Exercise task: Collect every line in the records below that contains the string "blue", treating uppercase and lowercase as different.

Data for processing:
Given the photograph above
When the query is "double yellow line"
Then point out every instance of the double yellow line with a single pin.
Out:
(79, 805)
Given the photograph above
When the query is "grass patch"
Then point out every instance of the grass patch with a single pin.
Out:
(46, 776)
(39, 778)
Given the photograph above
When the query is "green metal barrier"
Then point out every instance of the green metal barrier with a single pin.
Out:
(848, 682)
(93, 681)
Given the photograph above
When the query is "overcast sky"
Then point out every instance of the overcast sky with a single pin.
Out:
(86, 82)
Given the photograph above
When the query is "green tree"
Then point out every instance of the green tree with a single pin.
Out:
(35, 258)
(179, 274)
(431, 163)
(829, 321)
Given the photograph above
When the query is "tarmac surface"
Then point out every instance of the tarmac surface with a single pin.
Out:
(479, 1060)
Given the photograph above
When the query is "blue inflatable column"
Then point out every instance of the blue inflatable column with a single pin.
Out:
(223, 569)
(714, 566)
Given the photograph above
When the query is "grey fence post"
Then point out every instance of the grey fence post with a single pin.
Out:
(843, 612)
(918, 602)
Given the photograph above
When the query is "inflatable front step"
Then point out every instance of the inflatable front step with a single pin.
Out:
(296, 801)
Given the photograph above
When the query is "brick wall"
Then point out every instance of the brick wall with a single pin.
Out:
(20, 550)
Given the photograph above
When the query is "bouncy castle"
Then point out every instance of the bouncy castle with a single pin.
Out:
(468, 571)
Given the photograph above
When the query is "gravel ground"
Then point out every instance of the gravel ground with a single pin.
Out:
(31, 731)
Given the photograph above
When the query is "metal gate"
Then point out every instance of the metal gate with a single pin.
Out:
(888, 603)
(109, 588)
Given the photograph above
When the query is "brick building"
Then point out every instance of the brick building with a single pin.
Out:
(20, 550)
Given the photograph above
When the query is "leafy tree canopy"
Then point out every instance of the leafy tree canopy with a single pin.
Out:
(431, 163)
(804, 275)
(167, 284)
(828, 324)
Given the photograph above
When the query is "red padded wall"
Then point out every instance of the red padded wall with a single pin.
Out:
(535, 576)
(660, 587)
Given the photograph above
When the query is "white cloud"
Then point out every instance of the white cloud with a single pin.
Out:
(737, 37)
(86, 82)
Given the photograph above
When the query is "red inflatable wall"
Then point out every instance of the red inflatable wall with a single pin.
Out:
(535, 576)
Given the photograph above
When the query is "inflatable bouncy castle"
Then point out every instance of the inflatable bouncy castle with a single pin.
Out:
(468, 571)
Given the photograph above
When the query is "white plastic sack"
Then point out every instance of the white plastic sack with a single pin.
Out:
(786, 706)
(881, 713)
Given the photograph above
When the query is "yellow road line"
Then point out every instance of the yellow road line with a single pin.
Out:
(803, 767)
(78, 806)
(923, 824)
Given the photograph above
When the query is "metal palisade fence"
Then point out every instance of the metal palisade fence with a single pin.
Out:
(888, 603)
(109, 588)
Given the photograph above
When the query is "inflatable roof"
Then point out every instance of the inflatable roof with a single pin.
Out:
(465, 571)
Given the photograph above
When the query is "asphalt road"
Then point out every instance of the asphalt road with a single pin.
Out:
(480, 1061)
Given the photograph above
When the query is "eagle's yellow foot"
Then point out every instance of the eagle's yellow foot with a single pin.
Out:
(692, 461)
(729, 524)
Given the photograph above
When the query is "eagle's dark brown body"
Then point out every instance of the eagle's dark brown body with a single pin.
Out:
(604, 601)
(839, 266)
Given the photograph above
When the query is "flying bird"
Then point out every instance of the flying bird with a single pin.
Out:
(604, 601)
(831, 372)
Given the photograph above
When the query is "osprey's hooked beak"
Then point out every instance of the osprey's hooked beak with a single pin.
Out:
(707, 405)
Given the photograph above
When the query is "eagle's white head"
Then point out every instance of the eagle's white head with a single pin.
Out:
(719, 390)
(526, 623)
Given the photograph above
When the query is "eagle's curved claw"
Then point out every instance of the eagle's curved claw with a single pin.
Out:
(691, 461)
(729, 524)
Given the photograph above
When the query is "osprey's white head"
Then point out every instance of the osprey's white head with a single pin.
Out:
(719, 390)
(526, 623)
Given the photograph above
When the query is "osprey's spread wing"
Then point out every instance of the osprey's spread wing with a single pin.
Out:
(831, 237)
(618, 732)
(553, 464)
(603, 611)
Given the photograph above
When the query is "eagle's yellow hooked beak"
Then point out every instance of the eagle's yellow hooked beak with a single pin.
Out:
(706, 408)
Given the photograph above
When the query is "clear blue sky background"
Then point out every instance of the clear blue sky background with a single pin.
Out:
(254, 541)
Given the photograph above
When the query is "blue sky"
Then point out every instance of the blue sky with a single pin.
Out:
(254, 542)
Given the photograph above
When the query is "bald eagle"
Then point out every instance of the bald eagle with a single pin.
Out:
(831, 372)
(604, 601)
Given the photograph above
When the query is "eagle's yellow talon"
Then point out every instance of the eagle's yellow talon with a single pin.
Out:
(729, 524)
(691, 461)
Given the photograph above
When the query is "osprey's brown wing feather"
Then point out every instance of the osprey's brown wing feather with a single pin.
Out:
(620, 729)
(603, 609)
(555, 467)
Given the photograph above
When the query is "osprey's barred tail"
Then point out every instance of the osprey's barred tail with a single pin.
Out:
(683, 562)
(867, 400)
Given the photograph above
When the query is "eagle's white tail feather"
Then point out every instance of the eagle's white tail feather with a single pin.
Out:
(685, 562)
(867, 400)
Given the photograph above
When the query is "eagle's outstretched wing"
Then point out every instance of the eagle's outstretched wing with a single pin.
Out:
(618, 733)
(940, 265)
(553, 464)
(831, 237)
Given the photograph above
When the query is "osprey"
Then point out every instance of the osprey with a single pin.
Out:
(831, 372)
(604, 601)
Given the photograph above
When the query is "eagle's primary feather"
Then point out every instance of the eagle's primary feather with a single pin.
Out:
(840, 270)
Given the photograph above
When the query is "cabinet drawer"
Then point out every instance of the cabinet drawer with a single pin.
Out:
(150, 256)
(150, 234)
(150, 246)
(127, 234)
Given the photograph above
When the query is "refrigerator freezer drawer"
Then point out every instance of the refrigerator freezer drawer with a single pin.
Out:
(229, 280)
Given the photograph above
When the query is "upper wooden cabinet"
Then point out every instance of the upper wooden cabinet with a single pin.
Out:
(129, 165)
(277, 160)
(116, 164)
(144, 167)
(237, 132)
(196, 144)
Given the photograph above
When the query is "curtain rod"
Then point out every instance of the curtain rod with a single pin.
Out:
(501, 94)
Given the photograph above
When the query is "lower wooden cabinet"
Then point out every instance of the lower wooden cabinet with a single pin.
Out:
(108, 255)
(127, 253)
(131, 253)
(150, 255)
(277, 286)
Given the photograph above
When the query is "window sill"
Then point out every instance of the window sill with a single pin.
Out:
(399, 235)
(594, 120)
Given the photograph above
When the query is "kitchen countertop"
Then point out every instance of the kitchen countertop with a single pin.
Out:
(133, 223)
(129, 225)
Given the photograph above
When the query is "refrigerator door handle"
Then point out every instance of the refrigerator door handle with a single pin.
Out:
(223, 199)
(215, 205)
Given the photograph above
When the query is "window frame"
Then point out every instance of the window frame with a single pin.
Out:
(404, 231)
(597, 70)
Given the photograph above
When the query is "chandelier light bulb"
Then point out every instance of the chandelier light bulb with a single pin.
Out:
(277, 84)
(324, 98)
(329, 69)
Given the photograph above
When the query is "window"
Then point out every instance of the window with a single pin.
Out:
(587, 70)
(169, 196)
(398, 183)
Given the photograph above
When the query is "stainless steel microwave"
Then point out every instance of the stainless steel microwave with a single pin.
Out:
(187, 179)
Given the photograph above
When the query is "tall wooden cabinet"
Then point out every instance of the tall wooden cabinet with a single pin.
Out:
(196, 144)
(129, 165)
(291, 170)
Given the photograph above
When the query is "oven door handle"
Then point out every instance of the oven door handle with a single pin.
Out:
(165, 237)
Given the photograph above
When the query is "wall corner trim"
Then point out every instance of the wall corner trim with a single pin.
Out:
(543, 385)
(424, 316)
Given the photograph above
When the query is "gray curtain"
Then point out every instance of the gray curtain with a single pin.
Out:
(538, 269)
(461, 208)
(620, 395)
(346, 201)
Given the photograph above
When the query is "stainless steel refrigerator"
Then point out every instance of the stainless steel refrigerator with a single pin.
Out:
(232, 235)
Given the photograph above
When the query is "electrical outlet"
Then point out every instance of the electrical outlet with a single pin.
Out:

The completed task:
When the query is "blue inflatable column"
Then point out every instance of the blue inflatable column with a single pin.
When the query is "clear blue sky background"
Then point out every instance of the clear blue sky background with a single pin.
When the query is "blue sky"
Then point out every instance of the blue sky with a single pin.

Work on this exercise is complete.